▶ _原文_
2023年度は3年ぶりに年金額が引き上げられ、6月15日にその初回支給日を迎えました。
年金は偶数月だけの支給となるため、年金生活になると少々戸惑うかもしれません。
その他、「年金から天引きされるお金がある」ということにも注意が必要です。
筆者も自治体職員のときは、年金から天引きされる保険料について何度も相談を受けました。
いつのお金がどのように天引きされるのか、いまいちわからないというのが大きな原因のようです。
今回は、国民年金と厚生年金からも「ガッツリ天引きされる6つのお金」をご紹介します。
1. 「厚生年金と国民年金」年金制度のしくみ
公的年金には「厚生年金と国民年金」があり、上の図のように2階建ての構造をしています。
1.1 国民年金(老齢基礎年金)
1階部分にあたる国民年金には、日本に住む20~60歳未満の方が加入し、一律の保険料(2023年度は月額1万6520円)を納めます。
さらに、自営業やフリーランスなどの第1号被保険者、公務員や会社員などの第2号被保険者、第2号被保険者に扶養される第3号被保険者にわかれます。
なお、第3号被保険者は保険料納付の義務がありません。
1.2 厚生年金(老齢厚生年金)
公務員や会社員などの第2号被保険者は、国民年金に上乗せして2階部分の厚生年金にも加入します。
現役時代の報酬に応じた等級で厚生年金保険料が決まり、加入期間や納めた保険料によって、受け取れる年金額が決まるというしくみです。
年金額は納めた保険料や加入期間によって異なるため、個人差が大きいものです。
さらに、国民年金や厚生年金から天引きされるお金も個人によって異なります。くわしく見ていきましょう。

▶ _課題一覧_
#1 年金の文章から、「いつのお金がどのように天引き」から「なお、第3号被保険者は保険料納付の義務がありません。」までを、両端も含めてそのまま書き写してください。
#2 年金の文章で「1階部分にあたる国民年金には」で始まる段落を、主な事実を残したまま箇条書きにしてください。

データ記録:
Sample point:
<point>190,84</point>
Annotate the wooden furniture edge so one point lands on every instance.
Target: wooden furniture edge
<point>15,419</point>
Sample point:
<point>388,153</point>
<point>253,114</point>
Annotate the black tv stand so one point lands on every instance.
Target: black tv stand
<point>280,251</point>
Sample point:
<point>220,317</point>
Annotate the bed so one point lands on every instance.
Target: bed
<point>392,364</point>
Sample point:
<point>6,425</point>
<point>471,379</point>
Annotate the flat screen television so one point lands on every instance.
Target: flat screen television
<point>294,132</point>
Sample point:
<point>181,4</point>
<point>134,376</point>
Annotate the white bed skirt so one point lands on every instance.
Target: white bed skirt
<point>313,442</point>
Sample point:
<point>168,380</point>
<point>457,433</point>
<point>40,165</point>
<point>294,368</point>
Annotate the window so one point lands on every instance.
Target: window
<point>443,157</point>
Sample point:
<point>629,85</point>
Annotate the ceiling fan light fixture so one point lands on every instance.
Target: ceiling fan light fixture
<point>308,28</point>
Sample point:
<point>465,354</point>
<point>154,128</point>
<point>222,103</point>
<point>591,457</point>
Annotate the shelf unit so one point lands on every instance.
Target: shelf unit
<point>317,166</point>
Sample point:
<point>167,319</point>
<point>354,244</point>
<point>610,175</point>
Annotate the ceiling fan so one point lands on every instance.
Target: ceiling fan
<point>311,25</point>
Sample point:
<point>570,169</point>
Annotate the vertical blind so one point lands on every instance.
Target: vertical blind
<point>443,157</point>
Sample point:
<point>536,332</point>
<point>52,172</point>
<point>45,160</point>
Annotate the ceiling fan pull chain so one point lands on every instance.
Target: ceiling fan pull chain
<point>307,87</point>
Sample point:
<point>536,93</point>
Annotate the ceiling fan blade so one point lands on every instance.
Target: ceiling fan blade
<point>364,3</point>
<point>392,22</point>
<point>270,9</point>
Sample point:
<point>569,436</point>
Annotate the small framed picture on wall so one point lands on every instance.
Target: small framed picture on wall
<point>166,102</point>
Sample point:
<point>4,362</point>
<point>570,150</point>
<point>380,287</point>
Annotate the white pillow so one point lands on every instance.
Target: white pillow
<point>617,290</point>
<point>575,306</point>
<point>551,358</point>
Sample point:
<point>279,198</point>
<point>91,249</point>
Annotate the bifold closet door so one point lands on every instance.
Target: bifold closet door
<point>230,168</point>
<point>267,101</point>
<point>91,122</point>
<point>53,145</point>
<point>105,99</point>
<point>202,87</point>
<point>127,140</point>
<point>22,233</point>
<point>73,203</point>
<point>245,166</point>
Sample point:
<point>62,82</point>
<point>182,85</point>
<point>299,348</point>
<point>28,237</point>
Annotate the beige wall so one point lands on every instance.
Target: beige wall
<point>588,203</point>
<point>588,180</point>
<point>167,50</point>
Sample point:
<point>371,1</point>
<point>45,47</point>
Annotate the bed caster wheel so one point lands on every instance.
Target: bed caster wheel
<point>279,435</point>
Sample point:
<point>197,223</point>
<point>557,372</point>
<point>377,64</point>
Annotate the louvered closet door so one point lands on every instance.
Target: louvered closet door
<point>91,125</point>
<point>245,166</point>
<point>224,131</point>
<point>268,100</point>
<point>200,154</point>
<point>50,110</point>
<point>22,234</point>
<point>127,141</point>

▶ _解答結果_
#1
いつのお金がどのように天引きされるのか、いまいちわからないというのが大きな原因のようです。
今回は、国民年金と厚生年金からも「ガッツリ天引きされる6つのお金」をご紹介します。
1. 「厚生年金と国民年金」年金制度のしくみ
公的年金には「厚生年金と国民年金」があり、上の図のように2階建ての構造をしています。
1.1 国民年金(老齢基礎年金)
1階部分にあたる国民年金には、日本に住む20~60歳未満の方が加入し、一律の保険料(2023年度は月額1万6520円)を納めます。
さらに、自営業やフリーランスなどの第1号被保険者、公務員や会社員などの第2号被保険者、第2号被保険者に扶養される第3号被保険者にわかれます。
なお、第3号被保険者は保険料納付の義務がありません。

#2
- 国民年金は1階部分にあたる
- 日本に住む20~60歳未満の方が加入する
- 一律の保険料を納める(2023年度は月額1万6520円)